The task →
From the line that holds "Question. For every instance of the shadow" down to the last line of the listing below, reproduce each line exactly and nothing more, omitting pictures.

Listed entries →

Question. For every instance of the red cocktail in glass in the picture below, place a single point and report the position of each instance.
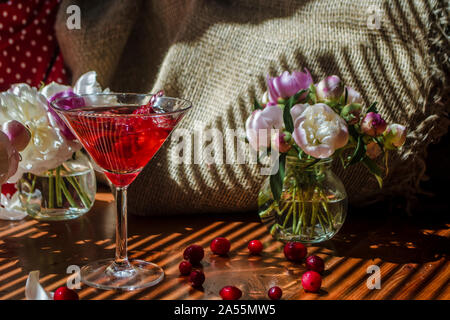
(121, 132)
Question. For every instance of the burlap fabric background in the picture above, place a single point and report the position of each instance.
(217, 54)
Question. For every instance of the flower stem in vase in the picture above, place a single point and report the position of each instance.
(51, 189)
(84, 198)
(67, 193)
(59, 201)
(33, 185)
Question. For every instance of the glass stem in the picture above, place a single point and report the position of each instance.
(121, 226)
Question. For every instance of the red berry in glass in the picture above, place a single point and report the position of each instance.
(315, 263)
(311, 281)
(255, 247)
(275, 293)
(64, 293)
(185, 268)
(194, 253)
(230, 293)
(196, 278)
(294, 251)
(220, 246)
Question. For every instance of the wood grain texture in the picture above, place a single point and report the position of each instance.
(412, 254)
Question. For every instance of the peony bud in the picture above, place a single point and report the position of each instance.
(281, 142)
(265, 98)
(353, 96)
(394, 136)
(17, 133)
(351, 113)
(329, 88)
(373, 150)
(373, 125)
(288, 84)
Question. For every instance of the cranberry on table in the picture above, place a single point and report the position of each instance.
(255, 247)
(197, 278)
(311, 281)
(230, 293)
(220, 246)
(315, 263)
(275, 293)
(64, 293)
(185, 268)
(294, 251)
(194, 253)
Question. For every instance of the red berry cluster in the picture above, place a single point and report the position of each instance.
(193, 255)
(293, 251)
(311, 279)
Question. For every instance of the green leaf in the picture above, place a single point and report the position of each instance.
(374, 169)
(294, 99)
(276, 180)
(373, 107)
(287, 118)
(257, 106)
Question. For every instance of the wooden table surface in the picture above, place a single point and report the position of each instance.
(412, 254)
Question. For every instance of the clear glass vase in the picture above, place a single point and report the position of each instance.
(313, 203)
(63, 193)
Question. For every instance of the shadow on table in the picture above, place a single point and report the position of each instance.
(380, 234)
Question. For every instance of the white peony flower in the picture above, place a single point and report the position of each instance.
(259, 125)
(318, 130)
(48, 148)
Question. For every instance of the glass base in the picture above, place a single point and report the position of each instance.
(108, 275)
(56, 214)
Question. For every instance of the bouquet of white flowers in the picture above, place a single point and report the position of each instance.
(46, 141)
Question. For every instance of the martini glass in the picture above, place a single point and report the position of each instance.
(121, 132)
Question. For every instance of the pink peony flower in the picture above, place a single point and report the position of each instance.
(288, 84)
(258, 126)
(373, 150)
(318, 130)
(394, 136)
(329, 89)
(373, 125)
(281, 142)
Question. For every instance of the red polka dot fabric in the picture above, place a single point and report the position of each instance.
(28, 47)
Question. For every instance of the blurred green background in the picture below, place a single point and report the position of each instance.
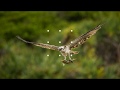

Response to the task →
Question. For every instance of the shadow on table in the picture above, place a single point and report the position of each instance.
(380, 234)
Question. For every instance of the white peony flower in the picture above, place a single point and report the position of each instance.
(259, 125)
(318, 130)
(48, 148)
Question. For every instance of the glass base in the picture above, place a single point and report the position of each instance.
(108, 275)
(56, 214)
Question. For every instance of the bouquet of white flowers in the picture above, place a single point and report the position of each instance.
(46, 141)
Question. For every instance of the martini glass in the picture above, place a single point and report the position of each instance.
(121, 132)
Question. For every instance of the pink peony flower in the picture above, place a single point and report the position of each instance.
(288, 84)
(258, 126)
(373, 150)
(318, 130)
(394, 136)
(329, 89)
(373, 125)
(281, 142)
Question. For every instance of the red polka dot fabric in the picture above, place a single point and report the position of each instance.
(28, 47)
Question. For every instance of the blurred green background in the picture below, place a single point and report the position of each instance.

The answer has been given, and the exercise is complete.